──────── RECORDS ────────

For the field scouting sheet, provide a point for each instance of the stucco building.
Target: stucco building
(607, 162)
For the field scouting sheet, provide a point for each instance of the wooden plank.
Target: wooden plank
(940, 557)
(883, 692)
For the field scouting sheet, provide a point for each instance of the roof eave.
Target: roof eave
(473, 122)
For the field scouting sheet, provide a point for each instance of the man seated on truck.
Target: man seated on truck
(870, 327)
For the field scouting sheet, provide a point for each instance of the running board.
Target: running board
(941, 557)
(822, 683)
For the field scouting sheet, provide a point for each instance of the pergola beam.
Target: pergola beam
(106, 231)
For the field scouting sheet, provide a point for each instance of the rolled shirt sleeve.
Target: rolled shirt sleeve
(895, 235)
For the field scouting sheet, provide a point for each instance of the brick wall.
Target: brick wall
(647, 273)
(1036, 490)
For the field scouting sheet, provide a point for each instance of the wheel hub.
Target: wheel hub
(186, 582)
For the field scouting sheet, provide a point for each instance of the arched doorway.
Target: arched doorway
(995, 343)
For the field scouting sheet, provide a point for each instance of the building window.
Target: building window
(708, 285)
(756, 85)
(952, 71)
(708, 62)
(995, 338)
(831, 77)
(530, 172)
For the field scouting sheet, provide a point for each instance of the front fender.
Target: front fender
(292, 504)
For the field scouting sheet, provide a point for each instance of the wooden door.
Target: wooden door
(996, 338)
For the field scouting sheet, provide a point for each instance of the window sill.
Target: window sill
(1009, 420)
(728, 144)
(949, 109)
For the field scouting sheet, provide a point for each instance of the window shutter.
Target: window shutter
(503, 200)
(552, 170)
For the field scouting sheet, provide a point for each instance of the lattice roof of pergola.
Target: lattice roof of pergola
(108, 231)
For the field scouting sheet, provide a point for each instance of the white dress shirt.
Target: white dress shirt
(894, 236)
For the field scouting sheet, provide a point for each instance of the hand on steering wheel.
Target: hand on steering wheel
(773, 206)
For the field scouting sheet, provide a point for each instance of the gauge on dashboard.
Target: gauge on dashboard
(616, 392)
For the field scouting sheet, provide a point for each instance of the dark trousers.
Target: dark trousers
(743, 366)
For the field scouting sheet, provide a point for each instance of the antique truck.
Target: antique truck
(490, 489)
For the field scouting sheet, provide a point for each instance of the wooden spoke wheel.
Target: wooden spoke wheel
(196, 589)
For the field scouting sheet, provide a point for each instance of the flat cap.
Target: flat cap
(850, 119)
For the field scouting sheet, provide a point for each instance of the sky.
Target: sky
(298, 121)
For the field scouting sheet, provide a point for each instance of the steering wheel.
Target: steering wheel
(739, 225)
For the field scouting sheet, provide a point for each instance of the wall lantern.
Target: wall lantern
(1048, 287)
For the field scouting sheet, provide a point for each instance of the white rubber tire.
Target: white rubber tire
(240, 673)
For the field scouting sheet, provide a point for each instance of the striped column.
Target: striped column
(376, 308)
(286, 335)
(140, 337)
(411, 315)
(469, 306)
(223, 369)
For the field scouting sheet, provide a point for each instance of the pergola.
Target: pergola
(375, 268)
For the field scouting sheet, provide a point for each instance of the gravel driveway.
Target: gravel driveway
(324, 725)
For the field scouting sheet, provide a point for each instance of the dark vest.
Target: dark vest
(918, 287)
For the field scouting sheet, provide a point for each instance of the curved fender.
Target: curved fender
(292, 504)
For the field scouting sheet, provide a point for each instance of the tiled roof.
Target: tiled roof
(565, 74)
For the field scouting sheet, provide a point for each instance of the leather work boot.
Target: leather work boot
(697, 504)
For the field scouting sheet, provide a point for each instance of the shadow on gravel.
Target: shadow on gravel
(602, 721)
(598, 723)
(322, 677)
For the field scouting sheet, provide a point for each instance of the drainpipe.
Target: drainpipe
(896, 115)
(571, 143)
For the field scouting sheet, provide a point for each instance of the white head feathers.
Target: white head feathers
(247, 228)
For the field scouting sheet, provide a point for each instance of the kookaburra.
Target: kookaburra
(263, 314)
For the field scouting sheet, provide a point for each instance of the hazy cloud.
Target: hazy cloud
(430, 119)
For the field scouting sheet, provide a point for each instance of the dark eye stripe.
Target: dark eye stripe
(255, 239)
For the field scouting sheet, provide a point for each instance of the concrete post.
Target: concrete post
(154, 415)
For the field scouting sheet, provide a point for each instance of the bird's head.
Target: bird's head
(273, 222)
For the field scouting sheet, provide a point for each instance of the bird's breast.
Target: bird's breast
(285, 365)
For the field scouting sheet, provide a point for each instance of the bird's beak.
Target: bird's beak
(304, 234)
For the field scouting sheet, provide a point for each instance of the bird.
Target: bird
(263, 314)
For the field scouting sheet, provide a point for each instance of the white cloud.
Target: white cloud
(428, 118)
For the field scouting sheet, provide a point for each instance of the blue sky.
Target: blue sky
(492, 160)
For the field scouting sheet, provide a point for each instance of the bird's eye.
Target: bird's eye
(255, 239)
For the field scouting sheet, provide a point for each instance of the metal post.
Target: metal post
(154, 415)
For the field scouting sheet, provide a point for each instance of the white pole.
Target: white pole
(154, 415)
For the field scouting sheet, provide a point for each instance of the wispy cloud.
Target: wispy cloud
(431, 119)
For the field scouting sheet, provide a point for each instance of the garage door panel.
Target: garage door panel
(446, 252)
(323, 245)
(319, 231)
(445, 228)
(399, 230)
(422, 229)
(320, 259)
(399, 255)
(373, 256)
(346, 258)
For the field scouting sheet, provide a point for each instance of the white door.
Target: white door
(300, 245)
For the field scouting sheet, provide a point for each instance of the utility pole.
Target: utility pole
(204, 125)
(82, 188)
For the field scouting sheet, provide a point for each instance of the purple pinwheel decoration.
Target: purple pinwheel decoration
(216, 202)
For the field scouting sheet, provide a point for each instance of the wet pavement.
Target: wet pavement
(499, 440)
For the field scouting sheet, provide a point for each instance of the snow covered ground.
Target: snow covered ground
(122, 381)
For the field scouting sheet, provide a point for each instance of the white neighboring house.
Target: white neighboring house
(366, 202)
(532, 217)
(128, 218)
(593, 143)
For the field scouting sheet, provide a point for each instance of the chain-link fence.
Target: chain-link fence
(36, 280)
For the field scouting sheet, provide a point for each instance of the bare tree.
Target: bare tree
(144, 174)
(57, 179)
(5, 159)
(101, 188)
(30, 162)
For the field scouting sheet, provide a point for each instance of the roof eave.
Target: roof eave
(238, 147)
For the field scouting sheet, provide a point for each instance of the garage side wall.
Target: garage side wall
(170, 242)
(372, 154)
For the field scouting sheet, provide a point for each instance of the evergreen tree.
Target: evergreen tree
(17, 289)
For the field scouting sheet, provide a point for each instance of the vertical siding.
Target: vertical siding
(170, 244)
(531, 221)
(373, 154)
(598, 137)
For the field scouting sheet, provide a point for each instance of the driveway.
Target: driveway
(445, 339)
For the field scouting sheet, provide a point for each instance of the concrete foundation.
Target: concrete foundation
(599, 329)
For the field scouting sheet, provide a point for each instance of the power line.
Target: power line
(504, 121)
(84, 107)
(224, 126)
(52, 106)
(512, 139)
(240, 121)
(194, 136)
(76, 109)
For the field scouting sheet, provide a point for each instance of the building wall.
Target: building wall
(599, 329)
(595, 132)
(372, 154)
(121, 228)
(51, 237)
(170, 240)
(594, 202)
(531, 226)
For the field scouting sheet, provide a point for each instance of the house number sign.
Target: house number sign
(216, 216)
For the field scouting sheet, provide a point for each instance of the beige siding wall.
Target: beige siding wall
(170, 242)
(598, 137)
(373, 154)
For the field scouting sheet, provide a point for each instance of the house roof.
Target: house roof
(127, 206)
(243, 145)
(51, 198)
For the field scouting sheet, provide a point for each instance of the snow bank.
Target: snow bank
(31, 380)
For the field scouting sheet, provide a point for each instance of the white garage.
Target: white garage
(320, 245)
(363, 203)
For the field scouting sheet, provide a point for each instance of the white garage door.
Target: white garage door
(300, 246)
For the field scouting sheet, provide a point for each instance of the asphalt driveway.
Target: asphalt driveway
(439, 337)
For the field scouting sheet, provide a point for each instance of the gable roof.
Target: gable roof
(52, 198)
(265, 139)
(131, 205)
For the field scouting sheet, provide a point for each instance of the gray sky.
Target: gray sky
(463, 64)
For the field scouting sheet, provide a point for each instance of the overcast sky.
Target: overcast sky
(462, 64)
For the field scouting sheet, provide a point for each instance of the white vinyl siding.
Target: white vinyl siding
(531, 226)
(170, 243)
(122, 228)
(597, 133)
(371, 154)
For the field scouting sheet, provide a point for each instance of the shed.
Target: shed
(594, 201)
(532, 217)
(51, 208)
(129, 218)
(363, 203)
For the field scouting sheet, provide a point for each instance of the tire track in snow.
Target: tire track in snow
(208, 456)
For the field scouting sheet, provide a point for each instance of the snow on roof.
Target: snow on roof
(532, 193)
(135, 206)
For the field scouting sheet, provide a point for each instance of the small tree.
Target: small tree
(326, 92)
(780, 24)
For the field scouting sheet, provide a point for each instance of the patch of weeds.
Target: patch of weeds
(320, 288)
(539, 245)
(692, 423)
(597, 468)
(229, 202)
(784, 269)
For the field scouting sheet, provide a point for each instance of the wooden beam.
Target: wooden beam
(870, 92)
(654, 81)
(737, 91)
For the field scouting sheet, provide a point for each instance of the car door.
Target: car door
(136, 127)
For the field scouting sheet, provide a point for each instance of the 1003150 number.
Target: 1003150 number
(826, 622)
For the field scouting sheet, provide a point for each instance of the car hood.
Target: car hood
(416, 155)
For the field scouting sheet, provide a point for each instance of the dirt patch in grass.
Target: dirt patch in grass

────────

The stretch of entries above that starts with the line containing "of the kookaburra." and goes on through the line containing "of the bird." is to be transcribed exactly, and no other line is to be transcribed.

For the field scouting sheet, provide a point for each instance of the kookaburra.
Target: kookaburra
(263, 314)
For the field scouting sheet, provide a point for each instance of the hazy cloud.
Target: hazy cloud
(430, 119)
For the field scouting sheet, provide a point for each instance of the dark eye stripe.
Target: dark eye stripe
(255, 239)
For the field scouting sheet, provide a point for each instance of the concrete post.
Target: concrete post
(154, 415)
For the field scouting sheet, provide a point for each instance of the bird's head.
Target: bird's head
(273, 222)
For the field scouting sheet, provide a point for each instance of the bird's breast.
Target: bird's breast
(285, 365)
For the field scouting sheet, provide a point for each instance of the bird's beak.
Target: bird's beak
(304, 234)
For the field scouting sheet, provide a point for each instance of the bird.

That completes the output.